Required action: Which lines run from the one containing "Acceptance check — pointer output." through the end of the entries? Restate them word for word, and only those.

Exercise material:
==================================================

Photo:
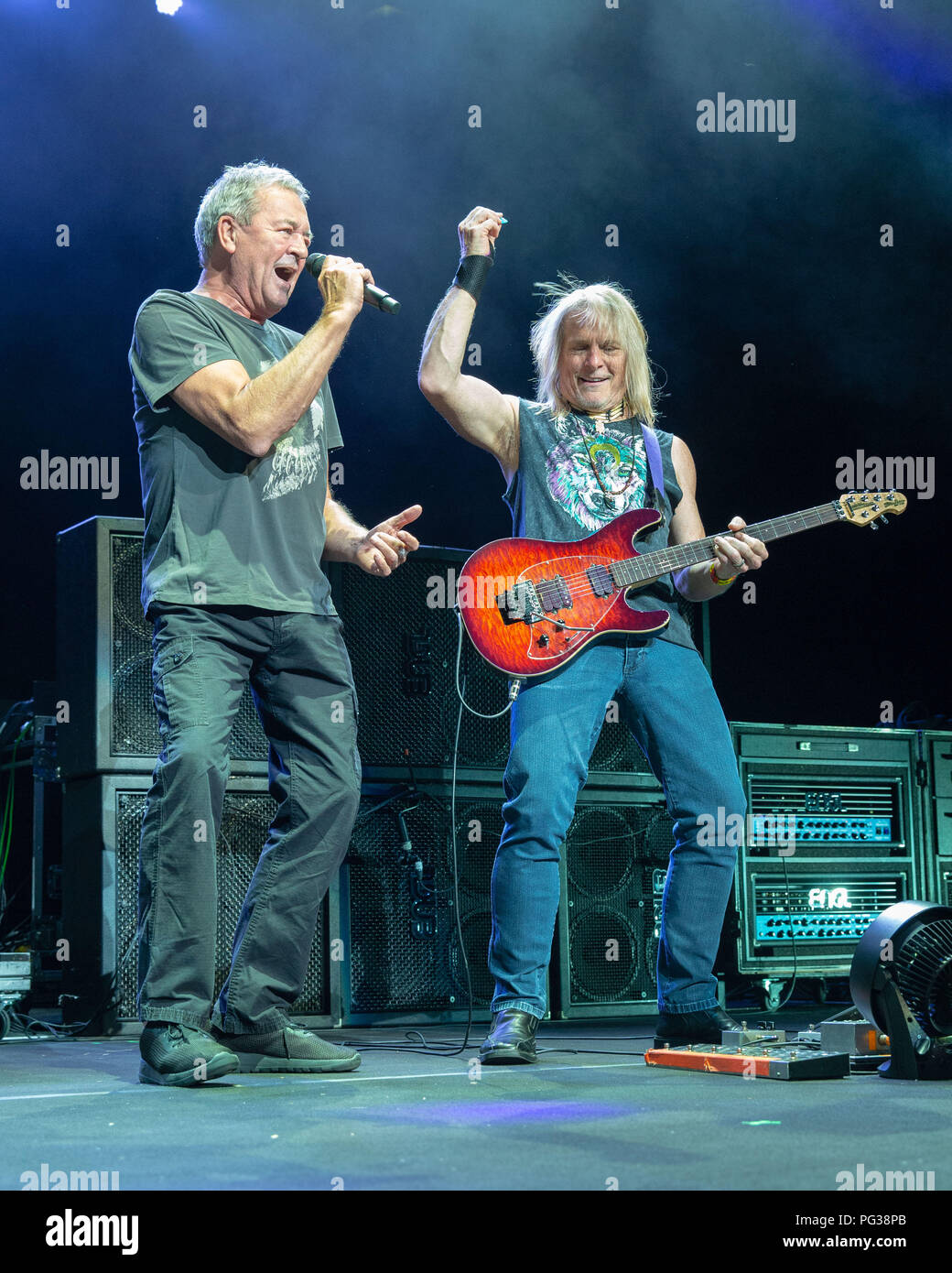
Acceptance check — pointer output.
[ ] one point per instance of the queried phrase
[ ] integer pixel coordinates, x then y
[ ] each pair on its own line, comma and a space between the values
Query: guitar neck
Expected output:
677, 557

==================================================

Response area:
Acceptance check — pointer output.
[ ] one point per instance of the queried phrase
[ ] integer pixel coordinates, x then y
[ ] each pair on its own line, comma and a space between the values
Query: guitar neck
Expected output:
677, 557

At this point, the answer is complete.